Instructions for the task:
Write out the entire listing below exactly as it appears, minus any pictures.

Records for processing:
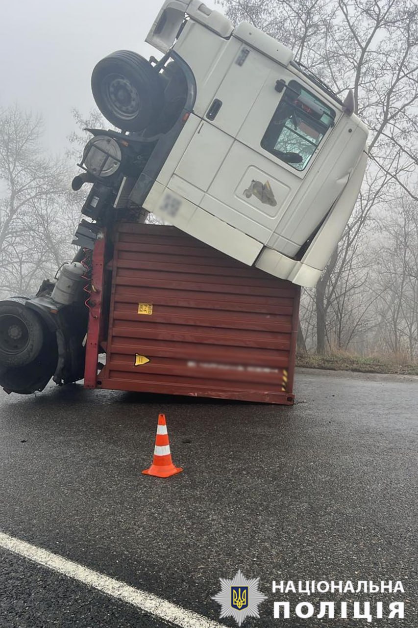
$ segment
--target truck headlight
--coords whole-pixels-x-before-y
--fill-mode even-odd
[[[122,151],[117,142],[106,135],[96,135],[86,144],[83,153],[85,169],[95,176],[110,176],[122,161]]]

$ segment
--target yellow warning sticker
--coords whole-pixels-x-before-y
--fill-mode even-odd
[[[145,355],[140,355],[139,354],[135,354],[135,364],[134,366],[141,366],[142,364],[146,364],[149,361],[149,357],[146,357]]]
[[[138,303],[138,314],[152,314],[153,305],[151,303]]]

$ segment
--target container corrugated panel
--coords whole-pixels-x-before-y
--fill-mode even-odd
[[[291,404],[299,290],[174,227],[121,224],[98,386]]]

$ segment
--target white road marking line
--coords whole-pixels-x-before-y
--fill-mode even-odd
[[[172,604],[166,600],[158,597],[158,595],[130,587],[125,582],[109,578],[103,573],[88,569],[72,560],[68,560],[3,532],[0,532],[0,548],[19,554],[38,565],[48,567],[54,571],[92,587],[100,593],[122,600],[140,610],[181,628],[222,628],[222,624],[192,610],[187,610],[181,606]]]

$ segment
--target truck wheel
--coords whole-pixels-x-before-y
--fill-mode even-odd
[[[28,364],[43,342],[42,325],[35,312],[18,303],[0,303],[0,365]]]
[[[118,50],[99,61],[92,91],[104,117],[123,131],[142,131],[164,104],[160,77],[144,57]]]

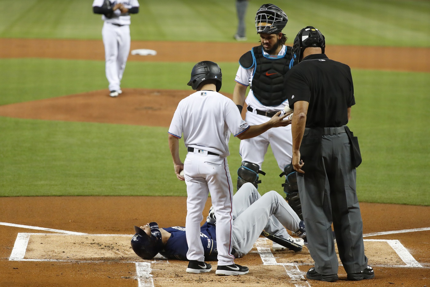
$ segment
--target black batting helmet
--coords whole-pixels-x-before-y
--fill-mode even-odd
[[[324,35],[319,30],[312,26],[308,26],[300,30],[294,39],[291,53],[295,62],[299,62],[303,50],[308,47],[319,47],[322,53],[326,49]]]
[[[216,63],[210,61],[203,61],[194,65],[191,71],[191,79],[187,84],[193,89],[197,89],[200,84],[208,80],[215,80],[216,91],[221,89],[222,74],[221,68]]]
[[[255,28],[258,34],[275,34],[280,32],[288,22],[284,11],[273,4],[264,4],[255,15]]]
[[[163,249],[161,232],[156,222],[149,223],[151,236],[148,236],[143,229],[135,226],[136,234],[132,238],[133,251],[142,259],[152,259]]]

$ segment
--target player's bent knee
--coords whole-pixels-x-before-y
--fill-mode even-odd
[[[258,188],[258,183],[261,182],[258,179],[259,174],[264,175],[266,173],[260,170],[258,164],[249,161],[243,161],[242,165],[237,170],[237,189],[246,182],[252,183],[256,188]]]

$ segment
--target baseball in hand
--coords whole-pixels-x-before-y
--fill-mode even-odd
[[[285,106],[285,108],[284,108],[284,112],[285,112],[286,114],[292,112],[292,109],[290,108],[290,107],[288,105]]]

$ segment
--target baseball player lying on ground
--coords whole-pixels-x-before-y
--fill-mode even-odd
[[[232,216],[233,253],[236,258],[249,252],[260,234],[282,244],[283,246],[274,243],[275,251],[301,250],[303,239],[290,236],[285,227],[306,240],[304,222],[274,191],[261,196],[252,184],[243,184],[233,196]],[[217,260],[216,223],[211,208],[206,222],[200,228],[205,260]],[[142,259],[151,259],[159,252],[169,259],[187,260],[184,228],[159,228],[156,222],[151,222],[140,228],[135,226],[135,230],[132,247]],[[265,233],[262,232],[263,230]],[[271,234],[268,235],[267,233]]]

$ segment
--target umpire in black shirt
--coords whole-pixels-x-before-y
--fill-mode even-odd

Solution:
$ segment
--target truck headlight
--coords whole-pixels-x-before-y
--fill-mode even-odd
[[[122,151],[117,142],[106,135],[96,135],[86,144],[83,153],[85,169],[95,176],[110,176],[122,161]]]

$ segment
--target yellow warning sticker
--coords whole-pixels-x-before-y
--fill-mode even-odd
[[[145,355],[140,355],[139,354],[135,354],[135,364],[134,366],[141,366],[142,364],[146,364],[149,361],[149,357],[146,357]]]
[[[138,303],[138,314],[152,314],[153,305],[151,303]]]

$ segment
--target container corrugated panel
--coords whole-pixels-x-before-y
--fill-mode even-odd
[[[291,404],[299,290],[174,227],[121,224],[98,386]]]

$ segment
--target white road marking line
--coords whole-pixels-x-before-y
--fill-mode even-odd
[[[172,604],[166,600],[158,597],[158,595],[130,587],[125,582],[109,578],[103,573],[88,569],[72,560],[68,560],[3,532],[0,532],[0,548],[19,554],[38,565],[48,567],[54,571],[92,587],[100,593],[122,600],[140,610],[181,628],[222,628],[222,624],[192,610],[187,610],[181,606]]]

$ segment
--target truck wheel
--coords whole-pixels-x-before-y
--fill-mode even-odd
[[[28,364],[43,342],[42,325],[35,312],[18,303],[0,303],[0,365]]]
[[[118,50],[99,61],[92,91],[104,117],[123,131],[142,131],[164,104],[160,77],[144,57]]]

$ segment
--target black batting helmet
--coords whole-pixels-x-before-y
--fill-mode even-odd
[[[324,35],[319,30],[312,26],[308,26],[300,30],[294,39],[291,53],[295,62],[299,62],[303,50],[308,47],[319,47],[322,53],[326,49]]]
[[[216,63],[210,61],[203,61],[194,65],[191,71],[191,79],[187,84],[193,89],[197,89],[200,84],[208,80],[215,80],[216,91],[221,89],[222,74],[221,68]]]
[[[255,28],[258,34],[275,34],[280,32],[288,22],[284,11],[273,4],[264,4],[255,15]]]
[[[163,249],[161,232],[156,222],[149,223],[151,236],[148,236],[143,229],[135,226],[136,234],[132,238],[133,251],[142,259],[152,259]]]

$ segment
--target player's bent knee
--coords whole-pixels-x-before-y
--fill-mode even-odd
[[[258,188],[258,183],[261,182],[258,179],[259,174],[264,175],[266,173],[260,170],[258,164],[249,161],[243,161],[242,165],[237,170],[237,189],[246,182],[252,183],[256,188]]]

$ segment
--target baseball in hand
--coords whole-pixels-x-before-y
--fill-mode even-odd
[[[285,106],[285,108],[284,108],[284,112],[285,112],[286,114],[292,112],[292,109],[290,108],[290,107],[288,105]]]

$ segment
--target baseball player lying on ground
--coords whole-pixels-x-before-y
--fill-mode even-odd
[[[232,216],[233,253],[236,258],[249,252],[260,234],[282,244],[283,246],[274,243],[275,251],[301,250],[303,239],[290,236],[285,227],[306,240],[304,222],[274,191],[261,196],[252,184],[243,184],[233,196]],[[217,260],[216,223],[211,208],[206,222],[200,228],[205,260]],[[142,259],[151,259],[159,252],[169,259],[187,260],[184,228],[159,228],[156,222],[151,222],[140,228],[135,226],[135,230],[132,247]],[[265,233],[262,232],[263,230]],[[271,234],[268,235],[267,233]]]

$ segment
--target umpire in black shirt
--coords whole-pixels-x-before-y
--fill-mode even-odd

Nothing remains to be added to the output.